- Texte du document:
^^^^^^^^

(Glasgow) Avant d’être élu premier ministre, François Legault disait qu’il allait installer un compteur sur son bureau pour dénombrer les emplois qu’il allait créer.

Maintenant il compte les tonnes de gaz à effet de serre (GES) qu’il arrive à soustraire du bilan du Québec. Il dit qu’il a évolué sur l’enjeu de l’environnement.

Le décompte des trois derniers jours est une réduction de presque 5,4 millions de tonnes de pollution atmosphérique par an – sur les 80 millions de tonnes émises par le Québec chaque année.

Mais alors que tous les pays sont appelés par l’ONU à renforcer leurs cibles de réduction d’émissions polluantes pour limiter le réchauffement de la planète, le Québec n’a pas présenté durant cette COP26 une nouvelle cible de réduction plus exigeante que celle de 37,5 % pour 2030.

Le Québec n’a pas non plus réussi à annoncer, malgré les appels répétés de M. Legault, de nouveaux États partenaires pour sa bourse du carbone, son marché d’échange et de limitation des émissions de GES avec la Californie.

À sa première participation à titre de premier ministre à la Conférence des Nations unies sur les changements climatiques (COP26), François Legault s’est affairé tout autant à chiffrer les investissements d’entreprises au Québec qu’à calculer la baisse des émissions de GES, pour atteindre les cibles de réduction fixées pour 2030 et la suite.

Au cours des trois derniers jours de sa mission, de mardi à jeudi, il a annoncé des engagements qui, à terme, représentent donc une baisse potentielle des émissions du Québec de près de 5,4 millions de tonnes de GES par an.

En conférence de presse pour faire le bilan de sa mission, il a dit avoir changé, depuis le temps où aux élections de 2018 son parti présentait le programme le plus modeste en environnement.

« J’ai évolué »

« J’ai évolué », a-t-il affirmé dans une des salles de l’immense complexe qui accueille la COP à Glasgow.

« On a développé de nouveaux secteurs, on va, en même temps que réduire les GES, créer de nouvelles industries, comme les autobus électriques, comme les trains, l’hydrogène vert, comme les batteries. Là-dessus, j’ai évolué. Plus de richesse, moins de GES. C’est ça que j’ai réalisé. Plus que jamais, il y a un coût, mais aussi une occasion d’affaires extraordinaire. »

^^^^^^^^

- Données extraites:
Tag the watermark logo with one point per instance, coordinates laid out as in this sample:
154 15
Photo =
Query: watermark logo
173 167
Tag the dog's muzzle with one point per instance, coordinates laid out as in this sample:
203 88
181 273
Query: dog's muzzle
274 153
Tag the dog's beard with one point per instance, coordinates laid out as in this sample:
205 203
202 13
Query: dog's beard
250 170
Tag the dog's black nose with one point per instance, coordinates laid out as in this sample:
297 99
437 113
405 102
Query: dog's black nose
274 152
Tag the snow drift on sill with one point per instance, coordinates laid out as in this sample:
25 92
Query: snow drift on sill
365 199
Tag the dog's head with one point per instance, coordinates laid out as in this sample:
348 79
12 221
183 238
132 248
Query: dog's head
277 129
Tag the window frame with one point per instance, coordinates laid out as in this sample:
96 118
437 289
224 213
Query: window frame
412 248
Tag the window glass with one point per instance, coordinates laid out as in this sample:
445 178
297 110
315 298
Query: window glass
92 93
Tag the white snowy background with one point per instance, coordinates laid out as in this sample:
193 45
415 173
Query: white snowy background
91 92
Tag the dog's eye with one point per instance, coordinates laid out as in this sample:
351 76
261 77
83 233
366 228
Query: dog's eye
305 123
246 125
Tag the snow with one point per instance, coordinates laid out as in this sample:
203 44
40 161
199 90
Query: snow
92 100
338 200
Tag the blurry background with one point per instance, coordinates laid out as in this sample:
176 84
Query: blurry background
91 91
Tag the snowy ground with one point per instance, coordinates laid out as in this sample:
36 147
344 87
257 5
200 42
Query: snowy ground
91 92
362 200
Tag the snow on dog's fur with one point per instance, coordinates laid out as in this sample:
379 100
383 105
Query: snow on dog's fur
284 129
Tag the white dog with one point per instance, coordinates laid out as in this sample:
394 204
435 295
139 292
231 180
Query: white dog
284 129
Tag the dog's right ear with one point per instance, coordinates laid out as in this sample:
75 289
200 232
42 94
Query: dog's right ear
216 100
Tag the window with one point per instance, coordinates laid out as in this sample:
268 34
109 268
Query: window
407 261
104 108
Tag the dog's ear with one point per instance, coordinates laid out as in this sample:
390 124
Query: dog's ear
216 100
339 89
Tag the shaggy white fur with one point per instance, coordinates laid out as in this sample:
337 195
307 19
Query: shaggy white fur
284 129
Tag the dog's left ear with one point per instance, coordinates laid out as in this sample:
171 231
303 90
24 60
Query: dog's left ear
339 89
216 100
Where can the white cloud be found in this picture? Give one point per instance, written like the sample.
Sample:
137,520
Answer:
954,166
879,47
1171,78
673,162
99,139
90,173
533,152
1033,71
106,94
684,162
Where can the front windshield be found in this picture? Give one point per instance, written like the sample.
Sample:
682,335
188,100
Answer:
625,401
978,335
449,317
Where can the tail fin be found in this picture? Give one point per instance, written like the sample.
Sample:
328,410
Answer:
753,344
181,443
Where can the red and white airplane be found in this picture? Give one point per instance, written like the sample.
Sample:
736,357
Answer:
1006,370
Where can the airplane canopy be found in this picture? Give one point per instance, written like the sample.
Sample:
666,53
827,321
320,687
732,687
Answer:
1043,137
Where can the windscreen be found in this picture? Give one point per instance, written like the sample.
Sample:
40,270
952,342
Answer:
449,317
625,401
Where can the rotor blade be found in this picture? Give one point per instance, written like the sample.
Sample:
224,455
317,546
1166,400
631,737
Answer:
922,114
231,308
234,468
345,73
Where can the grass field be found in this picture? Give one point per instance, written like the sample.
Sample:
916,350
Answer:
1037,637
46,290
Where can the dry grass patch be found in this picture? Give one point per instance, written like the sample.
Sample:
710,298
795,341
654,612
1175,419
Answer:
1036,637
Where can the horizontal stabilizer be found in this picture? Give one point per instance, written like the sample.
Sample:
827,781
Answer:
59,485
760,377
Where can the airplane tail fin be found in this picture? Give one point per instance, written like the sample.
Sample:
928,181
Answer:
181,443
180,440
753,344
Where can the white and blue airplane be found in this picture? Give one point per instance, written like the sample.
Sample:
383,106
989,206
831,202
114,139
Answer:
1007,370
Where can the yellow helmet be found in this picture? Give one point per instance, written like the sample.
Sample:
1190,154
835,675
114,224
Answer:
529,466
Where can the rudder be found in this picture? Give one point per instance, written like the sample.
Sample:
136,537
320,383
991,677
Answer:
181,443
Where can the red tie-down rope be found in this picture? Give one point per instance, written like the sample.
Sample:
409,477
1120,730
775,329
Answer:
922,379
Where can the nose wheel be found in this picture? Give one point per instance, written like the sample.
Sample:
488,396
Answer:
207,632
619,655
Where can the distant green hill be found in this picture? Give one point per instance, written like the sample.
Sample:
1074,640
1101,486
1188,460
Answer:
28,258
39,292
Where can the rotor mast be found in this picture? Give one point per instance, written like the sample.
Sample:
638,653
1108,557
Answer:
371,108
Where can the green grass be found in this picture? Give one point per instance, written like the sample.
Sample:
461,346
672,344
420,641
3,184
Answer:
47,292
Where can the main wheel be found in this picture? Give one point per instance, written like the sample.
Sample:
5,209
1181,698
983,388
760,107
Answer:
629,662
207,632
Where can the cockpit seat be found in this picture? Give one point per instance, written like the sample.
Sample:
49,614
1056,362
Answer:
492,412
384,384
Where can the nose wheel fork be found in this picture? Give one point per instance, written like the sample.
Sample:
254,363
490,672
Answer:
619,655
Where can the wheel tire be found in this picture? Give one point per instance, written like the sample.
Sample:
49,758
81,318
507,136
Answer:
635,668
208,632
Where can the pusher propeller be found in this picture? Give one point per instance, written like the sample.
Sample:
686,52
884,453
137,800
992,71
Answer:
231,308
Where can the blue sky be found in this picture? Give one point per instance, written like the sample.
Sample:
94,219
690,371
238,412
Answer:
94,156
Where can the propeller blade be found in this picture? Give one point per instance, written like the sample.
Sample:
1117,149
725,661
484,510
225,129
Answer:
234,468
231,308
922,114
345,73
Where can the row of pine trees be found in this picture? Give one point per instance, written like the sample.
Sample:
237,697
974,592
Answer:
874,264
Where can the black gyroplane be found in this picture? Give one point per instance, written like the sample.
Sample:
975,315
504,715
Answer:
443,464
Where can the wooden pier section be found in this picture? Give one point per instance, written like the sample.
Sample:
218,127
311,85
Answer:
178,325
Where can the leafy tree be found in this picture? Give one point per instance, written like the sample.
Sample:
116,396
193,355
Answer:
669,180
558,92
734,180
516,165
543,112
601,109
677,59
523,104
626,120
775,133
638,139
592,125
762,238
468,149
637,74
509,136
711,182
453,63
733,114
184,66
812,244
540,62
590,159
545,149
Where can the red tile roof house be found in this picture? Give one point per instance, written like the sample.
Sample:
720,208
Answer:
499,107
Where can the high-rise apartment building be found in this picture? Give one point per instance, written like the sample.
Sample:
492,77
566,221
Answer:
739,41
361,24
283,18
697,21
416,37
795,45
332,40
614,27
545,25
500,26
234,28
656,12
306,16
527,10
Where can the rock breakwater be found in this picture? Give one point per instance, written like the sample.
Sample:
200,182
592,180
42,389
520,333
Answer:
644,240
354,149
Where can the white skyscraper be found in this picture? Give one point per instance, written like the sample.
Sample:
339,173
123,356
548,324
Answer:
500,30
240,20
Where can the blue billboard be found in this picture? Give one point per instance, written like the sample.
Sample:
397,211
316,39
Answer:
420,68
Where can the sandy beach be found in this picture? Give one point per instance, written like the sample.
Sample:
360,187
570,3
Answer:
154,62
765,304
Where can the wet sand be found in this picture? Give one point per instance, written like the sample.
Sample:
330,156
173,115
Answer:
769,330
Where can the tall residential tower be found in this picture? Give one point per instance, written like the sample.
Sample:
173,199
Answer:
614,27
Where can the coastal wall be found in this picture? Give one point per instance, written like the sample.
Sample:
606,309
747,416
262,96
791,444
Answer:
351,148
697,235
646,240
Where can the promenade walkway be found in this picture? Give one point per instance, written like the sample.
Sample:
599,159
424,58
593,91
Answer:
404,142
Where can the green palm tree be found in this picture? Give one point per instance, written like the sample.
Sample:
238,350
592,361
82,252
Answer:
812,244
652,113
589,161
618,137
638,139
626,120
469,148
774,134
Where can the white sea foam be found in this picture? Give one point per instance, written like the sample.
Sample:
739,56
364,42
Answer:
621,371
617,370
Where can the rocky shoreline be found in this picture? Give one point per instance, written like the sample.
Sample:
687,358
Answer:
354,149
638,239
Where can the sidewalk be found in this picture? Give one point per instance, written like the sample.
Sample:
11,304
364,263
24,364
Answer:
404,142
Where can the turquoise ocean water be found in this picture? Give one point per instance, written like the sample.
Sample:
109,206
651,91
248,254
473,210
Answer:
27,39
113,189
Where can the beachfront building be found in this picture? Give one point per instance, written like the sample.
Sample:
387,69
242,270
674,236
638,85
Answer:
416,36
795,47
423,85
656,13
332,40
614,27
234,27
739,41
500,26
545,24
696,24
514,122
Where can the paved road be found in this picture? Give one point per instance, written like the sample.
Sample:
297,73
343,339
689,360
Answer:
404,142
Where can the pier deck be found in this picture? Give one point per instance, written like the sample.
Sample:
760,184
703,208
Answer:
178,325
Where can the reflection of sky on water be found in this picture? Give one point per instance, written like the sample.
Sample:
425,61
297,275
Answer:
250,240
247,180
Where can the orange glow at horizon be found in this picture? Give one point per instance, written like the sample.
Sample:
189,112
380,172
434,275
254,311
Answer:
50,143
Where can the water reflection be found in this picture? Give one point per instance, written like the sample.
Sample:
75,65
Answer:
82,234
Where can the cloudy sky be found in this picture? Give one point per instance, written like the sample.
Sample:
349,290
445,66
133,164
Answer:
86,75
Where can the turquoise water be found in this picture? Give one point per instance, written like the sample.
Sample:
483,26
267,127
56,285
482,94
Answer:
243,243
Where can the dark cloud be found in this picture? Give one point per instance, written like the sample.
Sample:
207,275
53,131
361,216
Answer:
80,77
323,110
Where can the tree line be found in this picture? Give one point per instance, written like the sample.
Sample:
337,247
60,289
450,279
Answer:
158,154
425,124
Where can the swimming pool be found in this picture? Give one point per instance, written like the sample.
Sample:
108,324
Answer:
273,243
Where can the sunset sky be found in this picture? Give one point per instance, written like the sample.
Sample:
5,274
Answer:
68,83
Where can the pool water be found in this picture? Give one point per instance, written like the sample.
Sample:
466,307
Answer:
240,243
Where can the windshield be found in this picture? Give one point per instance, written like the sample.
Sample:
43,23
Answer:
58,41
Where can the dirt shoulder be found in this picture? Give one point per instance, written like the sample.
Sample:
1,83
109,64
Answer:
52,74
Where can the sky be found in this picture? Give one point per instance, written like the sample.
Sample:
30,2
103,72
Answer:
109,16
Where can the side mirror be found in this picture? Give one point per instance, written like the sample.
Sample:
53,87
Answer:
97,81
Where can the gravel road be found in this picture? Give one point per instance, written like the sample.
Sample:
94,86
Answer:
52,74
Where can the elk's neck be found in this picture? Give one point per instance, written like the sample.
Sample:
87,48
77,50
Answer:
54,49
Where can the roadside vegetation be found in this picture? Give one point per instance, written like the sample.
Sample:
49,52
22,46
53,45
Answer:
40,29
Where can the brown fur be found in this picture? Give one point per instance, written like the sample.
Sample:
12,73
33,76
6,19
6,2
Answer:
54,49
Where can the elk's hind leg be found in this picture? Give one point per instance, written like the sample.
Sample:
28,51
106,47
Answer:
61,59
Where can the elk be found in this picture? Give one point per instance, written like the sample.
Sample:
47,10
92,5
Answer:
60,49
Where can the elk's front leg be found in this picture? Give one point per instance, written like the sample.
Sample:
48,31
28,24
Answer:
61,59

^^^^^^^^

- Exercices à réaliser:
(a) Repérez et recopiez toutes les lignes qui contiennent la chaîne « tail », en respectant la casse.
(b) Poursuivez l'article sur la mission de François Legault à la COP26 en reprenant juste après sa dernière phrase.

- Réponses attendues:
(a)
Where can the tail fin be found in this picture? Give one point per instance, written like the sample.
Where can the airplane tail fin be found in this picture? Give one point per instance, written like the sample.

(b)
Jeudi, il s’est joint à une annonce des alumineries Alcoa et Rio Tinto sur une nouvelle technologie qui, si elle était adoptée par toutes les usines au Québec, réduirait de 5 millions de tonnes par an les émissions de GES.

Il a aussi annoncé que la distillerie Diageo, de Salaberry-de-Valleyfield, qui produit notamment le Crown Royal, allait investir, avec les gouvernements, un total de 94 millions pour réduire de 40 000 tonnes par année les émissions de GES. Cela équivaut à éliminer la consommation d’environ 21 000 000 mètres cubes de gaz naturel et 1500 litres de mazout lourd.

Auparavant, il avait annoncé qu’un nouveau procédé à l’usine de fer d’Arcelor Mittal à Port-Cartier allait aussi réduire de 200 000 tonnes par an les émissions.

Il a également annoncé 5 milliards pour l’achat d’autobus urbains électriques, ce qui permettra d’éliminer à terme environ 131 500 tonnes de gaz à effet de serre par an.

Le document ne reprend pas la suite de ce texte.